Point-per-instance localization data
- - -
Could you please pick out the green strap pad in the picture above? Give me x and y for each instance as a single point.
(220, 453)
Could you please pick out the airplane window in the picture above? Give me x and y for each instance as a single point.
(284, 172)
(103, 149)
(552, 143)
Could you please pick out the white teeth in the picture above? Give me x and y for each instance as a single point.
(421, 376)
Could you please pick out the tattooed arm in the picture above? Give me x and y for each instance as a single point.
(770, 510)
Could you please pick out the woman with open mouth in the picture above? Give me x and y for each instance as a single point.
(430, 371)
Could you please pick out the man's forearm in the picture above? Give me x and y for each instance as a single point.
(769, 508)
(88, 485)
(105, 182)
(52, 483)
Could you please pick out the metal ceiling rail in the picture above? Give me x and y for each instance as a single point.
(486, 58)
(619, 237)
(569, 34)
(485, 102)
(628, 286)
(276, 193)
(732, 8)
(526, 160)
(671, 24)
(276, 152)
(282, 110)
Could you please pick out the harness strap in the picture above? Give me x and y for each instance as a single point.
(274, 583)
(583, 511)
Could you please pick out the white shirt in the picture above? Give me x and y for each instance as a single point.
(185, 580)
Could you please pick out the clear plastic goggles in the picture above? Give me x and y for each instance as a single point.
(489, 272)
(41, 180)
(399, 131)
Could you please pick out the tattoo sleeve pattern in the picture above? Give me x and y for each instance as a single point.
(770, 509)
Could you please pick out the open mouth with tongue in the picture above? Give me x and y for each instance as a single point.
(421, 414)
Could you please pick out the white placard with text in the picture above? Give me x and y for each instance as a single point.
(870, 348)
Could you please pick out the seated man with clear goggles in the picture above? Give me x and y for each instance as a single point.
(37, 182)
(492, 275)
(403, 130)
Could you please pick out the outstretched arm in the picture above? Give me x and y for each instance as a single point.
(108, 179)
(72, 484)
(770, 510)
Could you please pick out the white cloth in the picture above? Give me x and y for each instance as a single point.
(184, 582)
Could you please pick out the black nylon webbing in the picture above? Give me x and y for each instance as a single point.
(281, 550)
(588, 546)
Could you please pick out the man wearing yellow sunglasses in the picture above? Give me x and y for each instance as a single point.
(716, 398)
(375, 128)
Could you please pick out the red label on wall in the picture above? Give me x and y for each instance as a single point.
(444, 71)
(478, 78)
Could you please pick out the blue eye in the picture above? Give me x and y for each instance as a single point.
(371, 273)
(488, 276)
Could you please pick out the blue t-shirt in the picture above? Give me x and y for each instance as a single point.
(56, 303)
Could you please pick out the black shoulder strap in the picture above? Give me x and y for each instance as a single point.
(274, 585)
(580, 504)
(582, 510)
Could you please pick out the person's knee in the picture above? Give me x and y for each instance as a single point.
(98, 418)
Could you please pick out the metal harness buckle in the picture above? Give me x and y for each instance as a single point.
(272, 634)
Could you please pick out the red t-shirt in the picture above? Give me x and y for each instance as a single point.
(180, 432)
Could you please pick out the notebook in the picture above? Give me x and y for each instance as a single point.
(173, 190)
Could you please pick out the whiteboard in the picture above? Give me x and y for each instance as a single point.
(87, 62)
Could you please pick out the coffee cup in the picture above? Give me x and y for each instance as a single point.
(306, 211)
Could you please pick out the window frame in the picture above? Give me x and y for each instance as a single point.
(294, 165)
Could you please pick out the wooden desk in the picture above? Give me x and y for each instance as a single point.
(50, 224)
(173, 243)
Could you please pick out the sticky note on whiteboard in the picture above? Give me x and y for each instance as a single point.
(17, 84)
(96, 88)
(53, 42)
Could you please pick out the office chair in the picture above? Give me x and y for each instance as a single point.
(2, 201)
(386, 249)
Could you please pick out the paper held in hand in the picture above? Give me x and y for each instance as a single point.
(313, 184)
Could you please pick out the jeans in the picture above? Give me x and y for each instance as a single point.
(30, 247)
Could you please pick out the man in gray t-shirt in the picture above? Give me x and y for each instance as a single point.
- - -
YOUR ASSIGNMENT – The answer must be a verbatim transcription of all the entries.

ANSWER TO THE EXERCISE –
Could you please pick out the green strap pad in the picture above? Give me x and y for each instance as a single point.
(220, 453)
Could you please pick out the airplane window in the picture above? Give me x and y for each instance as a single point.
(284, 172)
(103, 149)
(552, 143)
Could you please pick out the white teeth in the picture above? Give me x and y for each instance as a single point.
(421, 376)
Could you please pick out the tattooed arm in the picture above? Give me x and y for each instance as a single point.
(770, 510)
Could you please pick out the woman with open mouth in the picture above? Give me x and y for each instance as a single point.
(430, 371)
Could you please pick out the man's forearm in the picture above? Give me x and y for each instance as a single point.
(769, 508)
(88, 485)
(105, 182)
(52, 483)
Could you please pick out the metal ceiling rail in the picture above? Give me x and y for each instance as a single point.
(486, 58)
(619, 237)
(569, 34)
(485, 102)
(628, 286)
(276, 193)
(732, 8)
(526, 160)
(671, 24)
(276, 152)
(282, 110)
Could you please pick out the harness strap in the picture above? Give me x and y for each instance as a single point.
(274, 583)
(583, 511)
Could you please pick out the white shirt in the picture above? Give me x and y for each instance as a single point.
(185, 580)
Could you please pick out the clear plastic goggles in the picture above? Give me x and y for each instance as a single point.
(489, 272)
(41, 180)
(399, 131)
Could you please pick out the tattoo sleeve pattern in the picture above? Give me x and y for each instance as a single point.
(770, 509)
Could you please pick out the open mouth with tongue in the picture above? Give me x and y for each instance as a single point.
(421, 414)
Could you please pick out the white placard with text in the picture above? Give me x and y for each instance as a single point.
(870, 348)
Could you please pick out the seated man with clear goggles in the picture above? Give me x and y for each instance as a single point.
(37, 182)
(492, 275)
(403, 130)
Could you please pick out the outstretched arm in the picture above? Give me x and y for each instance as a single point.
(108, 179)
(72, 484)
(770, 510)
Could you please pick out the white cloth in the picture above? Give me x and y for each instance as a single point.
(184, 582)
Could you please pick out the black nylon webbing in the picture above? Give me x and y for each instance as a single point.
(281, 550)
(588, 546)
Could you please pick out the man wearing yellow sunglasses in the picture above? Give me x and y for each instance as a single point.
(716, 398)
(375, 128)
Could you please pick out the red label on wall in the picture above? Give me x and y for each instance as a single point.
(444, 71)
(478, 78)
Could you please pick out the blue eye in the picture above? Give me x and y for each instance as a single point.
(371, 273)
(488, 276)
Could you please pick out the blue t-shirt in the picture above? Give me x and y for each instance as a single point.
(56, 303)
Could you please pick out the black shoulder strap in the picture above? Give me x and y for each instance as a single point.
(274, 585)
(580, 504)
(582, 510)
Could you please pick out the person's knee in the picture above? Give me x and y for each instance as a single point.
(98, 418)
Could you please pick out the metal harness buckle in the picture above? Give me x and y for each instance as a single point.
(272, 634)
Could you please pick out the red t-shirt in the picture above? Give me x and y for each instance as a single point.
(180, 432)
Could you please pick out the notebook in the picture above? Give me x and y for each instance as a single point.
(173, 190)
Could you please pick out the whiteboard in the picture above? Give me x and y for each instance as a single point.
(87, 62)
Could you please pick out the coffee cup in the picture above? Give me x and y for each instance as a single point.
(306, 211)
Could you please pick out the window frame in the picture above? Give me x and y for each instance as a single point.
(294, 165)
Could you please pick out the wooden desk in the picture above? Give me x and y for each instance as a single point.
(50, 224)
(173, 243)
Could you please pick out the sticky note on whiteboard in the picture above? Give me x and y for each instance as a single point.
(17, 84)
(96, 88)
(53, 42)
Could you please pick out the office chair in the picture above? Give me x and y for each instance as a single point.
(2, 201)
(386, 249)
Could you please pick out the paper held in hand in the picture above? Give me x and y for each instance as a single point.
(313, 184)
Could you please pick out the jeans in the picture above? Give me x and y for each instance as a single point.
(30, 247)
Could you please pick out the man in gray t-shirt in the picture above? Give me x and y for each instance as a single point.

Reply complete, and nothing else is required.